Data lines
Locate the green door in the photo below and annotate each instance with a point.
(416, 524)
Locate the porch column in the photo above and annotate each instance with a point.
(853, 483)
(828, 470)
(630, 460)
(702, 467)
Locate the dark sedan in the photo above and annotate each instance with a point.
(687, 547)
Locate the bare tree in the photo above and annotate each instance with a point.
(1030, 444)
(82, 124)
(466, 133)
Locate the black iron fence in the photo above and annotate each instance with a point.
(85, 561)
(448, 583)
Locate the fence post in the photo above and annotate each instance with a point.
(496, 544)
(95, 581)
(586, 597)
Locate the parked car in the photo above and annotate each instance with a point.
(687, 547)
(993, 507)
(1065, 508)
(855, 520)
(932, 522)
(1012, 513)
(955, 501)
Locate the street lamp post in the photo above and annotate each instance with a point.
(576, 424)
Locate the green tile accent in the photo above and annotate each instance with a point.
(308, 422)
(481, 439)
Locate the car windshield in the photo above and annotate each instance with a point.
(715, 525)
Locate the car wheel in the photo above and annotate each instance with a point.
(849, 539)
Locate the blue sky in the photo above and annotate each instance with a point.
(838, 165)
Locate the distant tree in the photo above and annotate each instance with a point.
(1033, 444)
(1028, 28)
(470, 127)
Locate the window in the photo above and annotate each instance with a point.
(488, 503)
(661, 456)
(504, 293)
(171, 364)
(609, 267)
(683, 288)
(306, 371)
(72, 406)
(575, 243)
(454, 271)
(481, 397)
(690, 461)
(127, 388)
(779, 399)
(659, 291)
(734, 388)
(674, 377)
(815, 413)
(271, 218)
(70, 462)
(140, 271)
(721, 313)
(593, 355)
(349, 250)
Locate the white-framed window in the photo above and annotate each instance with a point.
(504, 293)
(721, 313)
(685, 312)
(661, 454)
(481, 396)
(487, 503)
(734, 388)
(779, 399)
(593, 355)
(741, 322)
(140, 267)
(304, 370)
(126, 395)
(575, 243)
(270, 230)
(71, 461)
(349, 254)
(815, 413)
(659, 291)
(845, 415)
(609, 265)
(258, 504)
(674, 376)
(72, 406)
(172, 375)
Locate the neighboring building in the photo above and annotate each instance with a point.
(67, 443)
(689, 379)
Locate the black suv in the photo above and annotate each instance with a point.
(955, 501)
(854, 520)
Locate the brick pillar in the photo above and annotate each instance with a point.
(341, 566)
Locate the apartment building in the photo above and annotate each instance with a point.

▶ What is asked
Repeat every line of the material above, word for word.

▶ Result of this exercise
Locate the green door in the photo below and annotate each instance with a point.
(416, 524)
Locate the porch column in the photo above and annotate each instance with a point.
(853, 483)
(828, 470)
(630, 460)
(702, 467)
Locate the dark sedan in the photo above and annotate each instance with a point.
(687, 547)
Locate the bare tree in the photo above and annotate each instance with a point.
(1030, 444)
(82, 124)
(466, 133)
Locate the black iron fence in the photo above and annotate each instance with a point.
(85, 561)
(448, 583)
Locate the fence post in the photo above and annotate each instance with a point.
(496, 544)
(95, 581)
(586, 597)
Locate the parked car in the photo above and annotate each instance with a point.
(687, 547)
(993, 507)
(1065, 508)
(855, 520)
(932, 522)
(1012, 513)
(955, 501)
Locate the street lamp post in the photo above and annotate each instance with a point.
(576, 424)
Locate the green tile accent in the photo above and annotate each instance with a point.
(308, 422)
(481, 439)
Locate the car windshield in the photo above and annotate each instance with a point.
(715, 525)
Locate the car wheel in the photo above and annotate each instance with a point.
(849, 539)
Locate the blue sky in the photo above and annotate each instance with a point.
(838, 165)
Locate the distant tree in the photo above and annotate each instance with a point.
(1033, 444)
(1028, 28)
(470, 127)
Locate the window in the photo above and annotate each instance with a point.
(488, 503)
(661, 456)
(504, 293)
(171, 364)
(609, 267)
(683, 288)
(306, 371)
(72, 406)
(575, 243)
(454, 271)
(481, 397)
(690, 461)
(127, 388)
(779, 399)
(659, 291)
(734, 388)
(674, 377)
(815, 413)
(271, 218)
(70, 462)
(140, 271)
(721, 313)
(593, 355)
(349, 250)
Locate the white-framed window in the photo above and annotate each instance with a point.
(504, 293)
(721, 313)
(685, 312)
(661, 454)
(481, 396)
(487, 503)
(734, 388)
(779, 399)
(593, 355)
(741, 322)
(140, 267)
(304, 370)
(126, 395)
(575, 243)
(270, 230)
(71, 461)
(349, 254)
(815, 413)
(659, 291)
(845, 415)
(609, 265)
(258, 504)
(674, 376)
(72, 406)
(172, 375)
Locate the neighboring building in the photo above and annotate each instance with a point.
(67, 443)
(689, 379)
Locate the black suv in the photo above and annotate each instance with a point.
(955, 501)
(854, 520)
Locate the brick pillar in the photo above and annotate each instance with a point.
(341, 566)
Locate the apartment building in the photo above and annotate each instance with a point.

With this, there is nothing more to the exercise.